▶ [PASSAGE TO READ]
────

SOCASTEE, SC (WMBF) – Inside a modest house in Socastee, SC, a veteran and his wife are in the battle of their lives.
They're trying to save their home, and their marriage.
Matthew Stoddard served overseas in Kyrgyszstan after 9/11 in support of America's war in Afghanistan. But, whatever happened over there may have followed Matthew home.
"He started changing," said his wife, April. "He would be angry. He would be hateful."
This veteran of the post-9/11 fight has post-traumatic stress disorder.
"The relationship he had with the kids started to be non-existent," April recalls. "He had alienated all of us. And I was afraid. I was seriously afraid."
She was scared their marriage would end, too. However, through the Veterans Administration, Matthew got medication and treatment.
April says he's doing better, but he's far from being healed.
"I'll just be sitting here and all of a sudden my shoulder will just start hurting," Matthew Stoddard recalls telling a doctor. "Or, I'll just move it…and I'm on my knees about ready to cry because of the pain."
The Stoddards say they have faced endless bureaucracy, sometimes out-and-out disrespect, and incompetence from the government as they've tried to get help.
April has kept track of it all with a pile of paperwork from the VA hospital in Charleston.
"And I found a lot of inconsistencies," she said.
Like the medical form that says her husband smokes half a pack of cigarettes every day. "He's never smoked a day in his life," April disputes.
"I had to get blood tests taken three times before they actually recorded my numbers," said Matthew," because they were losing blood samples and stuff."
The military hero has had two surgeries on his shoulder, the latest last fall at the VA hospital in Charleston.
But even though he had scheduled it about two months in advance, he learned the hospital staff had failed to reserve an operating room, so the surgery had to be pushed back nearly a month.
Matthew couldn't work. His job installing communications equipment required him to be able to lift 50 pounds. So he was depending on money from the VA to pay the bills.
The clerical mistakes and needless delays destroyed their credit, the Stoddards say. They're now on the verge of foreclosure.
"Come April, we don't have the money to make the next payment," said April. "We don't know where that money's going to come from."
Matthew has lost the job he had with a Grand Strand telecom company after working for them for five years. His boss said he couldn't wait any longer for Matthew to get better.
So the family of five, Matthew, April, and their three children, is living off what April makes as a part-time home health worker and $123 a month from the VA.
There have been kind advocates at the VA who've tried to help.
But Matthew and April say what's most disheartening are others at the VA who, in one case, literally slammed the door in their faces when they needed help.
"He goes, 'Well my office is closed. I'm not talking to anyone else today. You need to just go home'," recalled Matthew.
"Well, what do you mean your office is closed?" someone asked the advocate.
"My hours are right there on the door," Matthew recalls him saying, "as he rips a piece of paper that had been covering it and then slammed the door in our faces."
The Stoddards say they later got a written apology.
But that's the least of their worries; they want to know how they're going to be able to keep their house.
"It's a big question mark," said April. "We've just got to take one day at a time and do what we can."
The VA hospital in Charleston tells WMBF News they can't talk about the Stoddards' claims. However, VA officials in Columbia say they will talk to us now that the Stoddards have given their permission. WMBF News will be following-up with them.
The couple believes they are entitled to more benefits from the VA, due to Matthew's PTSD diagnosis.
They haven't seen any of that money yet, even though they say they filed the paperwork last August.
After WMBF News began asking questions about Matthew Stoddard's case, the local veterans advocate in Horry County called Matthew to offer his help.
The advocate has not, however, returned any calls from WMBF News.

────

▶ [TASKS TO COMPLETE]
1. Please rewrite the Stoddard story between "April has kept" and "at the VA hospital in Charleston.", inclusive, with "cigarettes" replaced by "cigars".
2. Name each specific error at the VA hospital in Charleston that the Stoddard story describes.

▶ [DATASET RECORDS]
────

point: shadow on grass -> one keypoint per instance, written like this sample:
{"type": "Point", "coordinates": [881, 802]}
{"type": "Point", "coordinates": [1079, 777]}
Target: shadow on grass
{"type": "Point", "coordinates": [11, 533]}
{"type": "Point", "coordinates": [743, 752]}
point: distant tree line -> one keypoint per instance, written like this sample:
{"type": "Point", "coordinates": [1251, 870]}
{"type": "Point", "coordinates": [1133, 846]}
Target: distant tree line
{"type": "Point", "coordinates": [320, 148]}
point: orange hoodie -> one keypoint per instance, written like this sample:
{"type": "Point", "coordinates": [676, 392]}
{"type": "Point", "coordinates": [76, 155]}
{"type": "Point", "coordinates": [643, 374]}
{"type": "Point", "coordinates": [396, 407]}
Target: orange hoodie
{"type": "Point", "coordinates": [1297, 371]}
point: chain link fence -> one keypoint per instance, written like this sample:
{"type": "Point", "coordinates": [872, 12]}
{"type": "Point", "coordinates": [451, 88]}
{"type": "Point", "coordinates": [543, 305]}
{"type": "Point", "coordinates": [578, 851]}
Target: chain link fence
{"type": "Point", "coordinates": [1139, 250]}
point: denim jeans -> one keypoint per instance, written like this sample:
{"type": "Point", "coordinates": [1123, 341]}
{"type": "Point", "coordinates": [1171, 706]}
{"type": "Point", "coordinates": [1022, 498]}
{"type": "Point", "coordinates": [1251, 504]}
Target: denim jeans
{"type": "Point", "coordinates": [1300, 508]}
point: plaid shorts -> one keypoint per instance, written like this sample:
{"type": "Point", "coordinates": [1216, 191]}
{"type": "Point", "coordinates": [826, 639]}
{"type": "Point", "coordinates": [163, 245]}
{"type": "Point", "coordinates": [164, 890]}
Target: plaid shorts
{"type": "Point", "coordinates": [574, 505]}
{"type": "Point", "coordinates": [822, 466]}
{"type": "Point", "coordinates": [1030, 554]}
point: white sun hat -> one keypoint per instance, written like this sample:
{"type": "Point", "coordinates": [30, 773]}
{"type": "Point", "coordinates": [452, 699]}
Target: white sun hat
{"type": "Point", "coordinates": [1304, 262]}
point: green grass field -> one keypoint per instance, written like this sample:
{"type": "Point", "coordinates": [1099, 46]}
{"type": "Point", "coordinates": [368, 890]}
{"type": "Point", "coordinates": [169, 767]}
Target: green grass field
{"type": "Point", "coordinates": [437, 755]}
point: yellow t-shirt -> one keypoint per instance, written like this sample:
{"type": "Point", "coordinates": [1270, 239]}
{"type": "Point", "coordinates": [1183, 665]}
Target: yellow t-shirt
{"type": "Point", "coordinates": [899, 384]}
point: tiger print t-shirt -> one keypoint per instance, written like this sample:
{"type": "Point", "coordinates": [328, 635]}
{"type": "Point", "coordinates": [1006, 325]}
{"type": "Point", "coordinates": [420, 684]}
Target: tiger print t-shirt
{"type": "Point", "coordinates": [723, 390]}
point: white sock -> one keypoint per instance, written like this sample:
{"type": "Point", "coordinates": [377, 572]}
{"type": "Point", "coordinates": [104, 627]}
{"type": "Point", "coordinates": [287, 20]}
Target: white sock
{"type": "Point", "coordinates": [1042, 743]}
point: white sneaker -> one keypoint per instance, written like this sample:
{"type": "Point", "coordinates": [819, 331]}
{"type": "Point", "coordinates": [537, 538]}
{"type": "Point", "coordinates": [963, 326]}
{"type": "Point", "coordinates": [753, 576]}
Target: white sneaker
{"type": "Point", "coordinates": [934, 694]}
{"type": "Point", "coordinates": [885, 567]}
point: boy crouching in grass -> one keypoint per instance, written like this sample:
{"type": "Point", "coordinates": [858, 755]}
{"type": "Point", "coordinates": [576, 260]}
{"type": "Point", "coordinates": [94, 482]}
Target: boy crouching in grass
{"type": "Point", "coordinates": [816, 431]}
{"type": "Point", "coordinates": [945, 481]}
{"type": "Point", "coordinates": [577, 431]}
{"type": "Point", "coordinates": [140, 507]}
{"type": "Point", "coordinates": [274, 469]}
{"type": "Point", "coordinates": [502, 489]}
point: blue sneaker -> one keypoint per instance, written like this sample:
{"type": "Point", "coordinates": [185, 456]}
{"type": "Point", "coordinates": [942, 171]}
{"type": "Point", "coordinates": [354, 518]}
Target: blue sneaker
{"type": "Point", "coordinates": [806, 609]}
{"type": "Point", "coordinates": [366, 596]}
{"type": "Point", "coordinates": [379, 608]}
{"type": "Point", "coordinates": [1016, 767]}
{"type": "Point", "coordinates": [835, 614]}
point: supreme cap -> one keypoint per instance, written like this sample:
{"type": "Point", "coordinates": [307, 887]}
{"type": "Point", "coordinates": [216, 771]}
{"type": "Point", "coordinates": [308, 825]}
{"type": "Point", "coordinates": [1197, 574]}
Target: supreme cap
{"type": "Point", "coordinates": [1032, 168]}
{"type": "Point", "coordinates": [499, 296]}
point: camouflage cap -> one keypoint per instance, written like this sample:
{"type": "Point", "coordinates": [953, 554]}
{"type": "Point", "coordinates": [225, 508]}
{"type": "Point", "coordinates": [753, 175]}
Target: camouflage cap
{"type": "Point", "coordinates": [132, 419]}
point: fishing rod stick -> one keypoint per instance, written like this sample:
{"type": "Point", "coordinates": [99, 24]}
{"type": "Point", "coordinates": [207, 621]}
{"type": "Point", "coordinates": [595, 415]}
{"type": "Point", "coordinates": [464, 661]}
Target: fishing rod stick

────

▶ [RESULTS FOR THE EXERCISE]
1.
April has kept track of it all with a pile of paperwork from the VA hospital in Charleston.
"And I found a lot of inconsistencies," she said.
Like the medical form that says her husband smokes half a pack of cigars every day. "He's never smoked a day in his life," April disputes.
"I had to get blood tests taken three times before they actually recorded my numbers," said Matthew," because they were losing blood samples and stuff."
The military hero has had two surgeries on his shoulder, the latest last fall at the VA hospital in Charleston.

2.
- A medical form says Matthew smokes half a pack of cigarettes every day, though April says he has never smoked.
- Blood samples were lost, so Matthew had to get blood tests three times before his numbers were recorded.
- Staff failed to reserve an operating room for his shoulder surgery, so it was pushed back nearly a month.